Т.С.Рудиченко

(Ростов-на-Дону)

 

Политика Романовых в отношении казачества и становление профессиональной художественной культуры на Дону

 

Имеющиеся в распоряжении историков документы позволяют определить, хотя бы условно, время, когда на Дону проявляется тенденция устойчивого роста интереса к различным формам художественной культуры и возникают явления, оцениваемые в исторической ретроспективе как ее памятники. Это вторая половина XVI — начало XVII вв.

Показателем тенденции является, в первую очередь, основание при содействии русских царей подлинных центров культуры — монастырей. Уже в 1573 г. построен Николаевский Черниев на реке Цне, которым Войско Донское высочайше пожаловано «...За службу и за кровь ... на вечное прибежище и на строение»1, в 1613 — Троицкий Борщевский, ниже Воронежа; в середине XVII в. известно еще 5 монастырей в разных районах — на Дону, Медведице, Чиру. На постройку соборной церкви Воскресения Христова в Черкасске по обету, данному во время взятия Азова в 1637 г., Алексеем Михайловичем 29 апреля 1650 г. пожаловано «... 100 рублей и книги во весь год, и ризы, и иные церковные потребы»2.

Разумеется, основанные монастыри не были единственными источниками культуры. Во время морских походов донцы и запорожцы заходили на стоянки на Кавказское побережье Черного моря (в устья рек Чорохи, Супса, Риони, Хоби, Ингури), в Крым, на Балканы (например, на острова близ Болгарии, у г. Сизебола, где располагался монастырь Иоанна Крестителя). По свидетельству главного монаха францисканского ордена в Боснии и Хорватии, 16 августа 1625 г., в праздник Преображения, во взятом г. Трапезунде казаки «... выслушали церковную службу, а затем развлекались и веселились»3.

Задание 1: Назовите все реки, в устьях которых, по словам статьи, донцы и запорожцы останавливались на Кавказском побережье Черного моря.
Задание 2: Выведите без изменений отрывок статьи от слов «(Ростов-на-Дону)» до слов «начало XVII вв.» включительно.
Приведённые далее строки никак не связаны со статьёй.

Строки данных:
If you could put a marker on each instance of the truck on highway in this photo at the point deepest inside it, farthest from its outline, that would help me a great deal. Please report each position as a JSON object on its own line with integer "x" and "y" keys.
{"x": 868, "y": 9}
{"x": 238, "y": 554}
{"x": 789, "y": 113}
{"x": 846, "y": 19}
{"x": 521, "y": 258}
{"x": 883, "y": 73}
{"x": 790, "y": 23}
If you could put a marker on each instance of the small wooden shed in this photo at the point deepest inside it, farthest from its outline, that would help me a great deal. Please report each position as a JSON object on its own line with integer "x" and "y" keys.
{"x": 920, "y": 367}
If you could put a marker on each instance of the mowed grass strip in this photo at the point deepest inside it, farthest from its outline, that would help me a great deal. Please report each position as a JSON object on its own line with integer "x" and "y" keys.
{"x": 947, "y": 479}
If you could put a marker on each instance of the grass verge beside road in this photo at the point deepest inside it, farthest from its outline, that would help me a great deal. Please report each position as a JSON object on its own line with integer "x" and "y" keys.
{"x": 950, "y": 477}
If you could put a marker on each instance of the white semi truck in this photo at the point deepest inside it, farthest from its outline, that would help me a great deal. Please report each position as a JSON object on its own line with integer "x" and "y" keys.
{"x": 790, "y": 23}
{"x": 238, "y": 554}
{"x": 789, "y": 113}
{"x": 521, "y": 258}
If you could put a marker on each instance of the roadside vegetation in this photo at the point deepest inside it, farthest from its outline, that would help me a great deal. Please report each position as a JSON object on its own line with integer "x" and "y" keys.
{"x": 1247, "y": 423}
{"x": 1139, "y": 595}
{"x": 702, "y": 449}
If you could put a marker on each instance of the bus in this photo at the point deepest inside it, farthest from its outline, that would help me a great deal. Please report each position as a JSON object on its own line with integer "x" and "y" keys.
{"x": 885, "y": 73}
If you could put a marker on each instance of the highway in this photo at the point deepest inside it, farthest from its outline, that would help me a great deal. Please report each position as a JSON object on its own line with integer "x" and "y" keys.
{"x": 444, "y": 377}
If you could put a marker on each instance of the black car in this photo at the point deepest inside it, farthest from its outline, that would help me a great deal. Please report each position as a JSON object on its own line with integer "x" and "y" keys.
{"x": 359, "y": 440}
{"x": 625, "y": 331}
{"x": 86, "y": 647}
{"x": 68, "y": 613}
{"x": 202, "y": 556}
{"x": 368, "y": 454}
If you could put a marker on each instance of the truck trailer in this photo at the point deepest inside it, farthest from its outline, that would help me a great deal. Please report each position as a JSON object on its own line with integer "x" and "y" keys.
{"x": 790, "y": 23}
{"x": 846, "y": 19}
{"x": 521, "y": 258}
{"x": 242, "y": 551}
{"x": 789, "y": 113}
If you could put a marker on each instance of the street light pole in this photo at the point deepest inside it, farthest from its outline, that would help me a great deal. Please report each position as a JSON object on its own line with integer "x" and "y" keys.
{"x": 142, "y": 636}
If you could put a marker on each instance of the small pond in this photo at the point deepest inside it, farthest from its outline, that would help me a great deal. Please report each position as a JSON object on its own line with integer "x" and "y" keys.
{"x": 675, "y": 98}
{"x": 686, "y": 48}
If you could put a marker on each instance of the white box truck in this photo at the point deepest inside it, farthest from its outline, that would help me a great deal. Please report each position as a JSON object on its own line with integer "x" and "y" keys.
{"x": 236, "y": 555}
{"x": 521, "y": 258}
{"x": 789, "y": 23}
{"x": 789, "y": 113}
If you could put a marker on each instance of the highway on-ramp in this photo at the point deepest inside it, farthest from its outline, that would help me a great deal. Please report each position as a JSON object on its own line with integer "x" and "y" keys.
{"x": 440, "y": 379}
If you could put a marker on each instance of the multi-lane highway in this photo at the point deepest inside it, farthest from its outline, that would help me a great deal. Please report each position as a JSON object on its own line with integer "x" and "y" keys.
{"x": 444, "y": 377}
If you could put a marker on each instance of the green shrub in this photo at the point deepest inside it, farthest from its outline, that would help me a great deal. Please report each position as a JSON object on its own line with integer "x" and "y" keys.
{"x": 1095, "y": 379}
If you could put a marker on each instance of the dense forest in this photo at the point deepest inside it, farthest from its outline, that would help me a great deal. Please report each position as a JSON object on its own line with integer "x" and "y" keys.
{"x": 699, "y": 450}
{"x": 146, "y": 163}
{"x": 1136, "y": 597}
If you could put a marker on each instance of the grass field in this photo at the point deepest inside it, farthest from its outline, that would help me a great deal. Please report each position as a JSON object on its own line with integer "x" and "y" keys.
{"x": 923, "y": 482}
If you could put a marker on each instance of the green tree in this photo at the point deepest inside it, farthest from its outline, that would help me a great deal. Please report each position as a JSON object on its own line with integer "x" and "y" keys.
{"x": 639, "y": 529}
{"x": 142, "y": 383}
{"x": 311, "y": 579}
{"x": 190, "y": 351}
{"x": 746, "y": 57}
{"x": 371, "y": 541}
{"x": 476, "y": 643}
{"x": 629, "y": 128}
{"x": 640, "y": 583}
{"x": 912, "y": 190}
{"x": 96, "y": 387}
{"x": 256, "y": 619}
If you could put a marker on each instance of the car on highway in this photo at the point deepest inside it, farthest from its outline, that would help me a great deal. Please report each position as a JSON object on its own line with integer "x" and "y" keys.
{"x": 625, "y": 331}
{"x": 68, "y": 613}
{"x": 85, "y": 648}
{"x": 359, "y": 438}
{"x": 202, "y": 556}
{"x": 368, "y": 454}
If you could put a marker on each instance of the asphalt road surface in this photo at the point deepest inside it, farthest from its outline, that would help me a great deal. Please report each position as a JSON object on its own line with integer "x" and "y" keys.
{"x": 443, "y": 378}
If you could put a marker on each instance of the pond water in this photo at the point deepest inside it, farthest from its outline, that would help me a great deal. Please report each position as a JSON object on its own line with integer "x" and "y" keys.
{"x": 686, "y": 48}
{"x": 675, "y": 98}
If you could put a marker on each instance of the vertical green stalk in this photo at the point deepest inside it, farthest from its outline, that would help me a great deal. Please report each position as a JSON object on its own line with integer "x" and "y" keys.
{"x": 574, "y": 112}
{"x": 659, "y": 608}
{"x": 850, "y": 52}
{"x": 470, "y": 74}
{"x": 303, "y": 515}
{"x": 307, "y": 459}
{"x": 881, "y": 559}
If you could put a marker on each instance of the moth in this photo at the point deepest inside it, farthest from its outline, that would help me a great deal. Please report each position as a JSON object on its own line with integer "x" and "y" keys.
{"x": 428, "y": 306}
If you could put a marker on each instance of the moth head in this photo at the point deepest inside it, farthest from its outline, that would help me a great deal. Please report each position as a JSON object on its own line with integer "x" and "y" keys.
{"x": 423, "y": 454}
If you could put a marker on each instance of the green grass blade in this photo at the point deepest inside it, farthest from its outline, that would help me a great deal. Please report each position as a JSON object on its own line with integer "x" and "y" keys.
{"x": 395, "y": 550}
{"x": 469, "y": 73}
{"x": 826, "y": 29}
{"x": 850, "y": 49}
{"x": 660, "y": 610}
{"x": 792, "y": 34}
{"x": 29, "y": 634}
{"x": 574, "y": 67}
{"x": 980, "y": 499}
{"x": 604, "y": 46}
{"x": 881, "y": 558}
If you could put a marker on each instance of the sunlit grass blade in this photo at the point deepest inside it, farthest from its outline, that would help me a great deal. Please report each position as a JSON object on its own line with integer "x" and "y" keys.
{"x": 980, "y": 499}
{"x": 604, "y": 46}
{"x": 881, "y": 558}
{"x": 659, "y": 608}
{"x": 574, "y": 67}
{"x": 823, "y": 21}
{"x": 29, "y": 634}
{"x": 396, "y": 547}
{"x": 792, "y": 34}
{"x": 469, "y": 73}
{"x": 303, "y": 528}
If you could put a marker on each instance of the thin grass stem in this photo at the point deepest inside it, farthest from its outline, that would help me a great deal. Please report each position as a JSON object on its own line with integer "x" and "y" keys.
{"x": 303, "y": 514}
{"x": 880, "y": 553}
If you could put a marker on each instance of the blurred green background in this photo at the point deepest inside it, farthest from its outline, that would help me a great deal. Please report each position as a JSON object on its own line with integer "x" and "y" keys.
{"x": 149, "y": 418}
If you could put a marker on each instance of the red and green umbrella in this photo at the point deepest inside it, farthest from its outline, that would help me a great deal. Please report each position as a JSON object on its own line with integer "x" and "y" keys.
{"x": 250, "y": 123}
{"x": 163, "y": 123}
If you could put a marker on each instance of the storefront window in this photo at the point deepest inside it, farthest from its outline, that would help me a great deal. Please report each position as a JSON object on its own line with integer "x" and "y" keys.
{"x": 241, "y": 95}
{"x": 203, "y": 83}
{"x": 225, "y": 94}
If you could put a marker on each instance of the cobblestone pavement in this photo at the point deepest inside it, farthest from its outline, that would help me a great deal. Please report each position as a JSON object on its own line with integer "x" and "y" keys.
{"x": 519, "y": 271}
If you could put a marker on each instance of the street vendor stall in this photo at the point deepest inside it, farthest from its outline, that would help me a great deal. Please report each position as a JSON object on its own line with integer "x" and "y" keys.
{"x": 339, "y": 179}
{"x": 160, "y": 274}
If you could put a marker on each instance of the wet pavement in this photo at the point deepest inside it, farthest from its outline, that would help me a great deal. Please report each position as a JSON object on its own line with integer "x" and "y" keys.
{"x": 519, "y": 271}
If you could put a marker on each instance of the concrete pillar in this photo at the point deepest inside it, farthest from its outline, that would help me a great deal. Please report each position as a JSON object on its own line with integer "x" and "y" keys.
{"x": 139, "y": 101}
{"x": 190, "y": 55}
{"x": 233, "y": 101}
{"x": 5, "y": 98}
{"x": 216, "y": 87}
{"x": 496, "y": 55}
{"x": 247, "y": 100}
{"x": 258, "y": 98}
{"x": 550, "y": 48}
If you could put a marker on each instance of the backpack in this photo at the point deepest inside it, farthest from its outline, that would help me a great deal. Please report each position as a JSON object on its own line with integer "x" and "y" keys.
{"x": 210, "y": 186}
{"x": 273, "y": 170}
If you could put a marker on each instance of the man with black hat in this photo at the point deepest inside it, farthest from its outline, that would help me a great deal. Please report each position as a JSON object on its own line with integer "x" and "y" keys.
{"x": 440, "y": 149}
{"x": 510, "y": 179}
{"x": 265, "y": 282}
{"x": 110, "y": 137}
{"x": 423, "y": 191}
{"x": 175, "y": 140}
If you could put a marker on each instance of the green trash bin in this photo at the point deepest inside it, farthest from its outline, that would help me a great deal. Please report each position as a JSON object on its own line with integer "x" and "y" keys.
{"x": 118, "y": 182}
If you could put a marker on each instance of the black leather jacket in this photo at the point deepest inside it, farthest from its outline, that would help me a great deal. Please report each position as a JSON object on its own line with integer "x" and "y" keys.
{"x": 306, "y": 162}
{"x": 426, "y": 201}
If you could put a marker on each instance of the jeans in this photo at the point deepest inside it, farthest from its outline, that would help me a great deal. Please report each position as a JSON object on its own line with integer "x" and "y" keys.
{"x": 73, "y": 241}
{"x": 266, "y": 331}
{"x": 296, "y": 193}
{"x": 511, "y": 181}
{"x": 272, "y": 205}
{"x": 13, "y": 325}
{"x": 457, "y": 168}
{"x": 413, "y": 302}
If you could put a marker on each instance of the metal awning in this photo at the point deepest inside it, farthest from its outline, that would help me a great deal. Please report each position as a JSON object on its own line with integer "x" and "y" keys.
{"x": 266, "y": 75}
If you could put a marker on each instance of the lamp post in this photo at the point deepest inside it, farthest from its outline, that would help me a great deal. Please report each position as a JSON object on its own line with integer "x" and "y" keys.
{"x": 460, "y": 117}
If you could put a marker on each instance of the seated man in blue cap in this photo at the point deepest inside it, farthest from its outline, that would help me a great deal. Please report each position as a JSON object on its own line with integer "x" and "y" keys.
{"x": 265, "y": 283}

Решение задачи 1: Чорохи, Супса, Риони, Хоби, Ингури.

Решение задачи 2:
(Ростов-на-Дону)

 

Политика Романовых в отношении казачества и становление профессиональной художественной культуры на Дону

 

Имеющиеся в распоряжении историков документы позволяют определить, хотя бы условно, время, когда на Дону проявляется тенденция устойчивого роста интереса к различным формам художественной культуры и возникают явления, оцениваемые в исторической ретроспективе как ее памятники. Это вторая половина XVI — начало XVII вв.